Dataset records on object locations:
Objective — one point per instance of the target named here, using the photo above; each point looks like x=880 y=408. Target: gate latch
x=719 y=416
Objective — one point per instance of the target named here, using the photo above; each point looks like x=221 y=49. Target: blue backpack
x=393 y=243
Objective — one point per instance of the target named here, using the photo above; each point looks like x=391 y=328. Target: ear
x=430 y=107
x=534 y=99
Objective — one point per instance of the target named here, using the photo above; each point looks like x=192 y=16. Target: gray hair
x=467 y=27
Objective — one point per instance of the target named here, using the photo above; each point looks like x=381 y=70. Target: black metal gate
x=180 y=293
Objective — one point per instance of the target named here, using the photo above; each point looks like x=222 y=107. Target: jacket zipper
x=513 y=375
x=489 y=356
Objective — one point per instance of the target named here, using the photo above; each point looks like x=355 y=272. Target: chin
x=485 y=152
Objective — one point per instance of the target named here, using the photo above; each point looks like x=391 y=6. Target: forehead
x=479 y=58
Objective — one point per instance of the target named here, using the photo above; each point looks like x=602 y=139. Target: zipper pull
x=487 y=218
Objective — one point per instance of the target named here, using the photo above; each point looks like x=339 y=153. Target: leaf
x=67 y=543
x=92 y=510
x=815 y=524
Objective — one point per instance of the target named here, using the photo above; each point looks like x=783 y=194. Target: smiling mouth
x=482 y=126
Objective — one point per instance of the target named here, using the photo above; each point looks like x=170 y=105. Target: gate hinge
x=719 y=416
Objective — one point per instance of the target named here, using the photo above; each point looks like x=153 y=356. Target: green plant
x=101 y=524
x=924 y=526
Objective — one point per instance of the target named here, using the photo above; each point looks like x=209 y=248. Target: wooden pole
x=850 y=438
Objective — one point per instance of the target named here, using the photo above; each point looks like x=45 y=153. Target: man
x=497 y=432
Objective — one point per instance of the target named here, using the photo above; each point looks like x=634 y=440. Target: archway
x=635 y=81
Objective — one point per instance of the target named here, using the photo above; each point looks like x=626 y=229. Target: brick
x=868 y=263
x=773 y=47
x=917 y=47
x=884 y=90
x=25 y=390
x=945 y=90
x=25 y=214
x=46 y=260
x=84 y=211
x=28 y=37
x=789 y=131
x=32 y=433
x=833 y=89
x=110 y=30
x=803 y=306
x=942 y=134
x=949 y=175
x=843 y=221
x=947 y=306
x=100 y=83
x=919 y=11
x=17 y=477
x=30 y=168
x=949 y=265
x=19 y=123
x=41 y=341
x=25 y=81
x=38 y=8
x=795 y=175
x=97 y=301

• **WRITTEN TASK**: Copy the records above without any changes, from the line with "y=6. Target: forehead" up to and including the line with "x=497 y=432".

• **ANSWER TO THE PROBLEM**:
Objective — one point per instance of the target named here, using the photo above; each point looks like x=391 y=6. Target: forehead
x=479 y=58
Objective — one point per instance of the target named here, using the photo above; each point looks like x=602 y=139. Target: zipper pull
x=487 y=218
Objective — one point per instance of the target named here, using the photo above; each point looks like x=339 y=153. Target: leaf
x=67 y=543
x=92 y=510
x=815 y=524
Objective — one point per instance of the target named here, using the photo above; each point looks like x=783 y=194. Target: smiling mouth
x=482 y=126
Objective — one point per instance of the target named here, using the photo above; each point looks like x=170 y=105. Target: gate hinge
x=719 y=416
Objective — one point per instance of the target named here, using the photo above; each point looks like x=153 y=356. Target: green plant
x=101 y=524
x=924 y=526
Objective — one point per instance of the target named here, using the photo above; each point looks like x=209 y=248. Target: wooden pole
x=850 y=438
Objective — one point per instance of the target named here, using the photo above; each point looks like x=45 y=153. Target: man
x=497 y=432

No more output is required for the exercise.